WORK TO BE COMPLETED → Rewrite the whole listing below, replacing every "pixel coordinates" with "pixel positions" and keeping everything else the same. Leave the pictures out.

THE INPUT →
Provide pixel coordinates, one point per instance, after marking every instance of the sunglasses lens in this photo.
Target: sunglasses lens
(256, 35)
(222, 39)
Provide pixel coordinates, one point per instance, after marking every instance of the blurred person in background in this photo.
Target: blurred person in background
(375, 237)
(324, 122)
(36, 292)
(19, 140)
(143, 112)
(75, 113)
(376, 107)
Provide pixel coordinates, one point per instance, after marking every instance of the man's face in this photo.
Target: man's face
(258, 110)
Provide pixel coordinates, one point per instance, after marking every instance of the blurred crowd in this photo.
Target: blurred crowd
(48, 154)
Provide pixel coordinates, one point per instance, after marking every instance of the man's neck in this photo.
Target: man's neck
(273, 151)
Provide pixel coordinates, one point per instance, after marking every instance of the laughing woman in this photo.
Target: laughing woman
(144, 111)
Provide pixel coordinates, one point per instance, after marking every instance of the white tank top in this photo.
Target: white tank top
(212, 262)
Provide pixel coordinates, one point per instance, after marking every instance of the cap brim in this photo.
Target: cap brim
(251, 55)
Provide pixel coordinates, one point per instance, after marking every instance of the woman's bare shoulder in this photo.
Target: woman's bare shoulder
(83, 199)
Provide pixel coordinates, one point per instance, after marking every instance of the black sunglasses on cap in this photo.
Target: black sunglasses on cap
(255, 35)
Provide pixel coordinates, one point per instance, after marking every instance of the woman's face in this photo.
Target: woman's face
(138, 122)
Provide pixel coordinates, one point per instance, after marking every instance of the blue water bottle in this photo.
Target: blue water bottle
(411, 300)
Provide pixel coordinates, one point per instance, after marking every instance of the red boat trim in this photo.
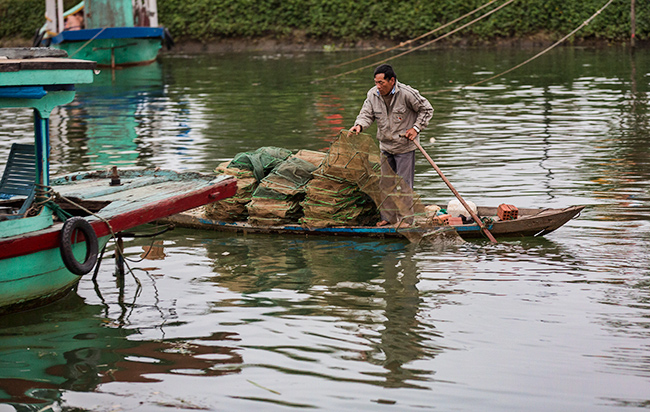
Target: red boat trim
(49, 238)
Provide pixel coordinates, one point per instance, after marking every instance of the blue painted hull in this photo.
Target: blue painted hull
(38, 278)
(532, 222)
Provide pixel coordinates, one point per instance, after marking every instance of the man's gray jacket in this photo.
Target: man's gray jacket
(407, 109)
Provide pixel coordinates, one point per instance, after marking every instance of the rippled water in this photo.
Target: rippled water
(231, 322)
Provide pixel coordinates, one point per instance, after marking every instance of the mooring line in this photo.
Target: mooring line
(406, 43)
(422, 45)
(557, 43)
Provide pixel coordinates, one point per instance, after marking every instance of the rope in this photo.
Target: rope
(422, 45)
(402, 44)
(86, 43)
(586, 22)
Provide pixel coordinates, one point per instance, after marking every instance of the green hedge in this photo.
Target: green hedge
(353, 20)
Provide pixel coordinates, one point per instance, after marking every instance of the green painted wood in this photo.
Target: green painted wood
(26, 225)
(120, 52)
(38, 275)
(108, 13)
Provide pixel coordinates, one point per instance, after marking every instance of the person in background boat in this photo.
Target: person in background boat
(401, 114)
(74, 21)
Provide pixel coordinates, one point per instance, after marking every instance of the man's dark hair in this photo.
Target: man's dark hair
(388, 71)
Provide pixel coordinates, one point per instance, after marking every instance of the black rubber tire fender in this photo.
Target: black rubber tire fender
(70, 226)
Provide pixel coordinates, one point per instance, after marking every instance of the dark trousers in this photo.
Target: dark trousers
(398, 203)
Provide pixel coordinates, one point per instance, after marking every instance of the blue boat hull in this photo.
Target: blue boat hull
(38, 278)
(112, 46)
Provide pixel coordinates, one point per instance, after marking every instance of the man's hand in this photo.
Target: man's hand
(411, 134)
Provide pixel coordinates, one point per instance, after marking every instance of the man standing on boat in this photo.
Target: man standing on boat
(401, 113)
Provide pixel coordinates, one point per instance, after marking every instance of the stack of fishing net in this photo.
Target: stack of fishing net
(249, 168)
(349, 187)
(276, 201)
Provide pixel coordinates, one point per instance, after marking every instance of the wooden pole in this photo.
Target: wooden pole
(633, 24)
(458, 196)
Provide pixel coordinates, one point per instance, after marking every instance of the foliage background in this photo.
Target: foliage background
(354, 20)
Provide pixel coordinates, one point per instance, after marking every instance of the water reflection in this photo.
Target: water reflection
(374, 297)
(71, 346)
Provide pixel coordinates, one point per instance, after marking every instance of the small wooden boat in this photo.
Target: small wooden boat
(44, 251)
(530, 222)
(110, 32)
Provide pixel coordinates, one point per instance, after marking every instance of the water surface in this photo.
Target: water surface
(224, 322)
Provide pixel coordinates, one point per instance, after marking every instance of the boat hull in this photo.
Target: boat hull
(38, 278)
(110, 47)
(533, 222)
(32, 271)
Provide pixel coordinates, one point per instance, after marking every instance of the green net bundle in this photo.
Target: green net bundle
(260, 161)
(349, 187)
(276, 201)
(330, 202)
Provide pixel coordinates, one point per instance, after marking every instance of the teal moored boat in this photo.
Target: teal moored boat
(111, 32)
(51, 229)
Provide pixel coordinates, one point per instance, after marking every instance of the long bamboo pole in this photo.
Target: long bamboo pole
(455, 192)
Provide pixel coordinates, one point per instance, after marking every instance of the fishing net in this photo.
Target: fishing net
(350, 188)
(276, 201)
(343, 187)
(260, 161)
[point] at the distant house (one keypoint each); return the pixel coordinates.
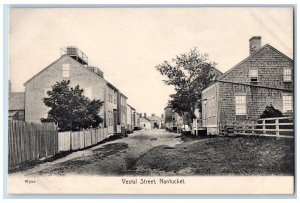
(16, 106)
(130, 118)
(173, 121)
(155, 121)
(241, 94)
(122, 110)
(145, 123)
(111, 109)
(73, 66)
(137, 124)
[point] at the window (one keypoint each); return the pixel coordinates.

EXERCISE RESULT →
Provide pixel positions, one point per instance, after marking every instance of the sunglasses lens in this photo.
Target: sunglasses lens
(256, 35)
(222, 39)
Provide pixel positions, one point per instance, after marking every instance of the blurred person in background in this photo.
Target: blurred person in background
(375, 237)
(324, 122)
(36, 292)
(19, 140)
(143, 112)
(75, 113)
(376, 107)
Provide pixel positions, one point per instance, after marking every instance of the man's face in this photo.
Target: man's face
(258, 110)
Provide pixel positions, one point per instance, after marking every instance of the blurred crowd in this photo.
Target: blurred crowd
(48, 154)
Provide pixel positions, one point per instance, after marking every instance of the man's neck in this photo.
Target: man's neck
(273, 151)
Provide pixel positions, one point per instance, after marking every instance of the laughing woman in this photo.
Target: laughing woman
(144, 111)
Provide pixel positions, one point per instance, after marking every instance of the white tank top in this photo.
Target: white tank top
(212, 262)
Provide pixel positions, one point per instance, after marking every instance of the cap brim in this photo.
Target: cap brim
(251, 55)
Provide pixel positions, one point per instance, after marking every instance of the woman's bare shoulder in this photo.
Target: woman's bare shoulder
(83, 199)
Provide pixel positions, one point per instance, after marking every instance of the black sunglasses on cap in this photo.
Target: black sunglasses on cap
(255, 35)
Provide pixel positions, one point per instance, after marking every instance of the woman's face in this photo.
Target: woman's face
(138, 122)
Provide pixel positions, one point per instance, after marking every instance of the blue water bottle in this photo.
Target: blue water bottle
(411, 300)
Provide pixel positions, one point per instance, after marking every instance of the red boat trim in this photo.
Target: red boat trim
(49, 238)
Provide pixel positions, one point per instance, after marking every instance of the blue painted hull in this photo.
Target: blue painted hull
(38, 278)
(532, 222)
Provide pixel positions, one point per instance, after marking every instance of the man's gray jacket in this photo.
Target: man's gray jacket
(407, 109)
Provide pixel positions, one point per instance, after marking every instance of the rippled water in this photo.
Target: rippled water
(231, 322)
Provide pixel positions, one point per instance, after marking every instance of the mooring line in this photo.
Target: mooring line
(406, 43)
(422, 45)
(557, 43)
Provide pixel positions, one point per instance, after marking every instance of the rope in this photo.
Target: rope
(422, 45)
(402, 44)
(86, 43)
(586, 22)
Provide pixel positions, one point per instance, after marking every instance of the green hedge in this photo.
Target: green hedge
(353, 20)
Provide pixel positions, one point per instance, after marking every instance of the green painted wood in this photo.
Target: green painted wood
(26, 225)
(120, 52)
(38, 275)
(108, 13)
Provide pixel positions, one point per instance, after marking every instance of the person in background boat in this photo.
Target: person in background boat
(401, 114)
(74, 21)
Provide pixel positions, one point per instance, after marking every instance of the man's dark hair in this photo.
Target: man's dark hair
(388, 71)
Provide pixel positions, one point per instance, after marking every instance of the black rubber tire fender in this photo.
Target: black rubber tire fender
(70, 226)
Provide pixel positions, one point per instance, after marking every instance of the dark trousers in this photo.
Target: dark trousers
(398, 203)
Provide pixel positions, one point per instance, after marking every instance of the blue boat hull in this photo.
Target: blue boat hull
(38, 278)
(112, 46)
Provide pixel positions, one point per instance, after marking every instance of the man's hand in this photo.
Target: man's hand
(411, 134)
Provide pixel positions, one point per instance, after marking every instance of the man standing on boat in this photo.
Target: man standing on boat
(401, 113)
Provide pixel positions, one point per instance, after marking every instance of the stack of fishing net in this photo.
Target: stack of fishing net
(249, 168)
(349, 187)
(276, 201)
Provide pixel positions, one point per instance, after marking every instance of the wooden pole in this photo.
Target: wooden pole
(633, 24)
(458, 196)
Provide pixel positions, one point per instance, after marking every instance of the foliage background in this photo.
Target: foliage background
(354, 20)
Provide pixel positions, one point per instance, after marking every instance of the water reflection in this photo.
Target: water reflection
(374, 297)
(71, 346)
Provide pixel positions, one point per instance, after marking every instance of the small wooden boat in this photo.
Target: small wooden boat
(44, 251)
(530, 222)
(110, 32)
Provide pixel positions, one point per instance, after marking every instance of the water surface in this photo.
Target: water surface
(224, 322)
Provide pixel positions, one point per instance, after marking every instance of the boat hull in this photo.
Target: boat hull
(38, 278)
(110, 47)
(533, 222)
(32, 271)
Provide pixel positions, one point per instance, after marking every instance of the green net bundle in this photo.
Target: green net bundle
(260, 161)
(349, 187)
(276, 201)
(330, 202)
Provide pixel positions, one point per instance, after marking every instance of the teal moored boat in this photo.
Target: teal moored boat
(111, 32)
(51, 229)
Provide pixel positions, one point per instance, after marking every instance of the long bamboo pole in this photo.
Target: long bamboo pole
(455, 192)
Provide pixel positions, one point per instance, after marking every instance of the fishing net in this photo.
Target: fishing net
(350, 188)
(276, 201)
(343, 187)
(260, 161)
[point] at the distant house (one keypoint each); return the pixel positions.
(16, 106)
(130, 118)
(173, 121)
(155, 121)
(241, 94)
(122, 110)
(145, 123)
(111, 109)
(73, 66)
(137, 124)
[point] at the window (one keypoint each); return the pixel positions.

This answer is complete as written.